Given information

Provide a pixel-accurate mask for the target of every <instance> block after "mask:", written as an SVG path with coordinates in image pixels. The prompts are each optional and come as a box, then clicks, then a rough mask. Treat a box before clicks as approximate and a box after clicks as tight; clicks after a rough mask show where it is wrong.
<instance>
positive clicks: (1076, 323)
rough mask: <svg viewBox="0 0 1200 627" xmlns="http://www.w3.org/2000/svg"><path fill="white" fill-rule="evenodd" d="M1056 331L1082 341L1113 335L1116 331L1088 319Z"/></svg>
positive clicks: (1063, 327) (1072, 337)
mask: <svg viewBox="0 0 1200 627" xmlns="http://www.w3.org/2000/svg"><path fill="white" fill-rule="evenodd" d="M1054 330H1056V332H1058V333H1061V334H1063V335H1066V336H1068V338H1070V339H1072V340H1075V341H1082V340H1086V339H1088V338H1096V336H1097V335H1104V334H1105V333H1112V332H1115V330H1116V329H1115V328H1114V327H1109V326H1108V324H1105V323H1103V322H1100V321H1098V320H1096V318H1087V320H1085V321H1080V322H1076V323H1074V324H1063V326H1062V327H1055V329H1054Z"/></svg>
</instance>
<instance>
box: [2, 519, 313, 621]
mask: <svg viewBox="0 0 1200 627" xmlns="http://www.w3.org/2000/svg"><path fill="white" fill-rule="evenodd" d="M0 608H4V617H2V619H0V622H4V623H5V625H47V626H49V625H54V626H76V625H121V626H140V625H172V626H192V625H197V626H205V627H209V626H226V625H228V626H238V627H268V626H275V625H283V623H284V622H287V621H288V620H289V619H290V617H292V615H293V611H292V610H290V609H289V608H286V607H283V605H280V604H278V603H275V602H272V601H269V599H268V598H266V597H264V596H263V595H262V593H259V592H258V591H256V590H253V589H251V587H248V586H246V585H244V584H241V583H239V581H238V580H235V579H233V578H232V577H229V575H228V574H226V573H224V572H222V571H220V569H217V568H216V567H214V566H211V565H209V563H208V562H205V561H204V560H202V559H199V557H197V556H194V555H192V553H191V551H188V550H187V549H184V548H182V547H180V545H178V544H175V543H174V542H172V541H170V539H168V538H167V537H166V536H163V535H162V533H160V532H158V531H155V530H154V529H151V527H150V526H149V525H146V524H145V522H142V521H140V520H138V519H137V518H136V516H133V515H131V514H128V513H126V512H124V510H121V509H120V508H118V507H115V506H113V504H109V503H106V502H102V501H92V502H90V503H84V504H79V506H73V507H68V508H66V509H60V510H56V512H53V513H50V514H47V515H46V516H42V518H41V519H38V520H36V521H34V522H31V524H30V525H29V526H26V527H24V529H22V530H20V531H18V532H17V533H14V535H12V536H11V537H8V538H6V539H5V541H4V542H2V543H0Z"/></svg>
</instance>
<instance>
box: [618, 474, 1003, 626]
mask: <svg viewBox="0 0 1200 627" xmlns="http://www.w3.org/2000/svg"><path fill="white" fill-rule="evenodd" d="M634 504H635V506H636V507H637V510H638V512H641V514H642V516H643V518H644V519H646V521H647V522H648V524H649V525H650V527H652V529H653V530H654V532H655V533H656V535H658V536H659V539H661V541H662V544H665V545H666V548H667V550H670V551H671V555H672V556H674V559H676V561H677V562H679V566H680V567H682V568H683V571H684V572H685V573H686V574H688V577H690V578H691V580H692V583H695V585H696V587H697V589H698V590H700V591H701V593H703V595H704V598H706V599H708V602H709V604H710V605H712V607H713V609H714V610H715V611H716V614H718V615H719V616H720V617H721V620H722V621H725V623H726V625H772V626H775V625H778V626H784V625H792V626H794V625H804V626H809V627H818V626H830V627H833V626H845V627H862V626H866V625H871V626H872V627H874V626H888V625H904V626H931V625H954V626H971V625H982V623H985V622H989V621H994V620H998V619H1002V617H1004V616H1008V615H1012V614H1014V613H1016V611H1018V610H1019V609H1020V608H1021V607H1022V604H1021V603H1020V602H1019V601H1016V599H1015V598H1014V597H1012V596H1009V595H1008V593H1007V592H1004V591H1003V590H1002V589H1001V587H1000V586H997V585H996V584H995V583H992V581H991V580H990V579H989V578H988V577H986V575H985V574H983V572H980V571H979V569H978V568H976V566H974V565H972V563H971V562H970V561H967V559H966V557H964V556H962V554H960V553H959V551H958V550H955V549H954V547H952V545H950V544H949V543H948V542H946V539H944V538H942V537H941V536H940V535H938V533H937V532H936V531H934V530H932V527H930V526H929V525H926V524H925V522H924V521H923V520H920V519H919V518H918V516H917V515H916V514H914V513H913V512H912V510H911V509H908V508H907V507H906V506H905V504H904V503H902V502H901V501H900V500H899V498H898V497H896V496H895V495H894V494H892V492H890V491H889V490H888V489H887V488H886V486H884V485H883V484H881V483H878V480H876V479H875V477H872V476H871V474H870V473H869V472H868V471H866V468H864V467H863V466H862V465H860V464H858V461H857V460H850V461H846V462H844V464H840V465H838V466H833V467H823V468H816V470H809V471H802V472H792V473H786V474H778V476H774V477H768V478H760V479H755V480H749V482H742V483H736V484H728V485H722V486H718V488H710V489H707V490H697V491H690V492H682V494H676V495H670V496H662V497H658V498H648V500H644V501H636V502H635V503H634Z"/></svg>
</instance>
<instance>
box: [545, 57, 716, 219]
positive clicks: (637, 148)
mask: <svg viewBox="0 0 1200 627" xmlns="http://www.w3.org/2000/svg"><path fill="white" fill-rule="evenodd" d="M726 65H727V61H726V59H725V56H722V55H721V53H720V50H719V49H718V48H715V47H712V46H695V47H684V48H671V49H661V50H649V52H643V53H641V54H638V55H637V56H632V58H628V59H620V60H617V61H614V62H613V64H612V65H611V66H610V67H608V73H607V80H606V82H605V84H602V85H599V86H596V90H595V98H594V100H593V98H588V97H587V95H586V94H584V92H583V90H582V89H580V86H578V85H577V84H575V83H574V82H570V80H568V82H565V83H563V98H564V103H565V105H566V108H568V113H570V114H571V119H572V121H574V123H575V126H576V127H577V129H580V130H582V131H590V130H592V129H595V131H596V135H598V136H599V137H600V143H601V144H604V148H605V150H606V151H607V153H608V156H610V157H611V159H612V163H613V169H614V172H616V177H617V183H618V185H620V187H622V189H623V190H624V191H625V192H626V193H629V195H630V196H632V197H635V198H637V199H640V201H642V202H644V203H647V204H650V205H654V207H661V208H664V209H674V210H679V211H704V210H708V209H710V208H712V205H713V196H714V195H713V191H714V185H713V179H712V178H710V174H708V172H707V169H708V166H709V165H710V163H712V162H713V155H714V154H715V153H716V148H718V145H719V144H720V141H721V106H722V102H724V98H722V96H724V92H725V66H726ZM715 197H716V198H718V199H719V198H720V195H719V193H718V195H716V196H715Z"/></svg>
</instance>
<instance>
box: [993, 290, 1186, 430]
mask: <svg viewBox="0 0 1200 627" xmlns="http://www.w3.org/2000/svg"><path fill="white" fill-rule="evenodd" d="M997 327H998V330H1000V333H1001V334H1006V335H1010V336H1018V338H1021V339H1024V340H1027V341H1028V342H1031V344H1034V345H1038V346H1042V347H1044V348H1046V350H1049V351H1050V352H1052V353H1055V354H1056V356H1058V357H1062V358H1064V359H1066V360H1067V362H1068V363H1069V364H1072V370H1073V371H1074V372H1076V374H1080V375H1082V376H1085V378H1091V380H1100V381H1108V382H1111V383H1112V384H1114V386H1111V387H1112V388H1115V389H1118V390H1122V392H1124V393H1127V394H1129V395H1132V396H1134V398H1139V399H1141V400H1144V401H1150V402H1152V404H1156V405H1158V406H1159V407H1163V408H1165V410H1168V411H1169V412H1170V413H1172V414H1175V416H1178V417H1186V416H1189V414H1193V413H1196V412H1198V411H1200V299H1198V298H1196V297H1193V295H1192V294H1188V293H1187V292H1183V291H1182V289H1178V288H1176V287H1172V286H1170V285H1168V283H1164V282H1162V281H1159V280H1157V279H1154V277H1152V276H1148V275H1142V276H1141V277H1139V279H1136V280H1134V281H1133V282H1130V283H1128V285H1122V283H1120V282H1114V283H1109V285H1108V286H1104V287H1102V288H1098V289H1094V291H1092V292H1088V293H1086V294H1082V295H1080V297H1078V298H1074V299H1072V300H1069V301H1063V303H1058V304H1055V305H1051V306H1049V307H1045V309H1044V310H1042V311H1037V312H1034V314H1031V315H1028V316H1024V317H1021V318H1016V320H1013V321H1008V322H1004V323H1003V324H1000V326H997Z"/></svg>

Requirement
Starting from the first line of the rows and stopping after the line that contains "box: [2, 519, 313, 621]", write those lines out again with "positive" swapped for "foreground" and everything else left unchanged.

Written response
Provide a pixel-accurate mask for the target of every <instance> block after "mask:", written as an SVG path with coordinates in image pixels. The prompts are each optional and come as a box, then clicks, then a rough mask. Treat a box before clicks as approximate and a box after clicks as tight; clicks after a rough mask show where it is wrong.
<instance>
foreground clicks: (1076, 323)
rough mask: <svg viewBox="0 0 1200 627" xmlns="http://www.w3.org/2000/svg"><path fill="white" fill-rule="evenodd" d="M1056 331L1082 341L1113 335L1116 331L1088 319Z"/></svg>
foreground clicks: (1063, 327) (1072, 337)
mask: <svg viewBox="0 0 1200 627" xmlns="http://www.w3.org/2000/svg"><path fill="white" fill-rule="evenodd" d="M1054 330H1056V332H1058V333H1061V334H1063V335H1066V336H1068V338H1070V339H1072V340H1075V341H1082V340H1086V339H1088V338H1096V336H1097V335H1104V334H1105V333H1112V332H1115V330H1116V329H1115V328H1114V327H1109V326H1108V324H1105V323H1103V322H1100V321H1098V320H1096V318H1087V320H1085V321H1080V322H1076V323H1074V324H1063V326H1062V327H1055V329H1054Z"/></svg>
</instance>
<instance>
box: [2, 519, 313, 621]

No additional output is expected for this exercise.